• [Texto base]
========================================================================

Tarantino inmortaliza sus huellas en el Teatro Chino de Hollywood. la provincia/dlp

Hay películas que nos dejan virtualmente sin aliento, cuestionan algunas de nuestras más arraigadas certezas, nos provocan cierta desazón, aunque consigan cautivarnos, situándonos en la incómoda tesitura de tener que rechazar o abrazar propuestas estéticas y conceptuales que rompen radicalmente con los viejos vínculos que nos conectan con el cine más tradicional. Pues bien, con la obra de Quentin Tarantino (Knoxville, Tennessee, 1963) se han dado, y seguirán dándose, sin duda, estas circunstancias mientras insista en su legítima disposición a convertir la pantalla en un espejo de sus propias reflexiones sobre la metamorfosis que ha venido experimentando el arte cinematográfico desde sus primitivas experiencias como cinéfilo insaciable en los viejos cines de sesión continua de Harbor City, el barrio de Los Ángeles donde pasó su niñez y adolescencia, hasta su consagración actual como cineasta provisto de una mirada profundamente innovadora y transformativa.

Por eso, he dejado que reposaran unas cuantas semanas mis impresiones iniciales acerca de Érase una vez en...Hollywood ( Once Upon a Time in... Hollywood), noveno largometraje de este controvertido cineasta, hasta que, hace unos días, accedí a un segundo visionado que me ha permitido dotarme de muchas más razones para reafirmarme en la convicción de que nos encontramos ante una de las piezas cinematográficas más abrumadoramente salvajes, desmitificadoras, inquietantes y sugerentes paridas por el cine estadounidense durante los últimos años, más incluso que algunas de las que integran su escueta pero muy sustanciosa filmografía desde que debutara en 1992 con la incendiaria Reservoir Dogs ( Reservoir Dogs), otra experiencia de infarto que conmocionó a crítica y público al tiempo que anunciaba el aterrizaje en la industria multinacional de un nuevo cineasta rabiosamente heterodoxo que entraría, cual elefante en un cacharrería, en los dominios del mainstream, aportando dosis muy importantes de rebeldía y de desafecto ante los encorsetados criterios artísticos por los que se guía hoy la producción multinacional.

========================================================================

• [Fragmentos de datos]
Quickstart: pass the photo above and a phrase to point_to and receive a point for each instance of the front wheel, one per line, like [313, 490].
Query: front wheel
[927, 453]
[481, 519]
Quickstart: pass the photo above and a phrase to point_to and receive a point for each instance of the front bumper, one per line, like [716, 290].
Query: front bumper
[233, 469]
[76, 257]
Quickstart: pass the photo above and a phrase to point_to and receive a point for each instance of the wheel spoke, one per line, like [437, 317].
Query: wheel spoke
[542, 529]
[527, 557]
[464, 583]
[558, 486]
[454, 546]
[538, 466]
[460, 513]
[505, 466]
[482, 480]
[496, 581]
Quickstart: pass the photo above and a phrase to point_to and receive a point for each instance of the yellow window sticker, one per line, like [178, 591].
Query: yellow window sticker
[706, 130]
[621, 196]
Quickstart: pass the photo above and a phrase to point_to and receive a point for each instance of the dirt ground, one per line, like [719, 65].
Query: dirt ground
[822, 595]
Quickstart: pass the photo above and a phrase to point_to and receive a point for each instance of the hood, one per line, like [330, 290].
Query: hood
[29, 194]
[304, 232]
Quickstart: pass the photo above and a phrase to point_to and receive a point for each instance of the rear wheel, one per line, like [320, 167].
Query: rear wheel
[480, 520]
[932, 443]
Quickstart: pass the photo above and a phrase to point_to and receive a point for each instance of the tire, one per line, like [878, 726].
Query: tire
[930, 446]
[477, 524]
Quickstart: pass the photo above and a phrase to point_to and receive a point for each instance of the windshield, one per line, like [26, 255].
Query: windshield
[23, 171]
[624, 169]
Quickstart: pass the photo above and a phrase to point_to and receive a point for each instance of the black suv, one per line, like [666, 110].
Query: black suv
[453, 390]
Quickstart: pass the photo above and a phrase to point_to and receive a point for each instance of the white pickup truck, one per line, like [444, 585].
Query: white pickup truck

========================================================================

• [Instrucciones]
(1) Según el texto sobre Tarantino, ¿en qué barrio de Los Ángeles pasó el cineasta su niñez y adolescencia?
(2) Prosigue la redacción del texto sobre Tarantino justo después de su última oración.

• [Respuestas]
(1) En Harbor City.

(2)
Además de haberse convertido en un éxito taquillero sin precedentes en el ámbito del llamado cine de culto, la irrupción en las pantallas internacionales de un fenómeno cinematográfico de la magnitud de Érase una vez en... Hollywood ha supuesto un nuevo paso adelante en el empeño de muchos cineastas actuales por dinamitar los viejos estereotipos narrativos de la gran industria y por abrir nuevos y sugestivos escenarios que propicien una sana y necesaria confrontación entre lo viejo y lo nuevo, entre la tradición y la modernidad y sin que ello suponga de ningún modo la rendición absoluta de los viejos paradigmas del cine clásico sino un motivo más para apostar por la resignificación de un arte que se alimenta, y seguirá alimentándose ad infinitum, del diálogo que genera el enfrentamiento de ambas perspectivas en el contexto de un arte tan proclive a la banalización como el cine.

Todo en este formidable eslabón de la trayectoria tarantiniana nos llega al calor de un brillante ejercicio de prestidigitación visual del que, por razones obvias, se seguirá hablando durante muchísimo tiempo, tal y como sucede siempre con las obras realmente innovadoras y pasará, con toda probabilidad, a los anales de la historia como una obra que va a determinar ciertos rumbos en el globalizado sistema de producción de la industria cinematográfica del siglo XXI. Ya no basta con emplear el lenguaje fílmico como una mera herramienta para uniformar las ocurrencias argumentales y/o estéticas de los megaproductores de turno, ni para intentar el más difícil todavía en las volátiles modas lanzadas desde los enmoquetados despachos de los gerifaltes de Hollywood.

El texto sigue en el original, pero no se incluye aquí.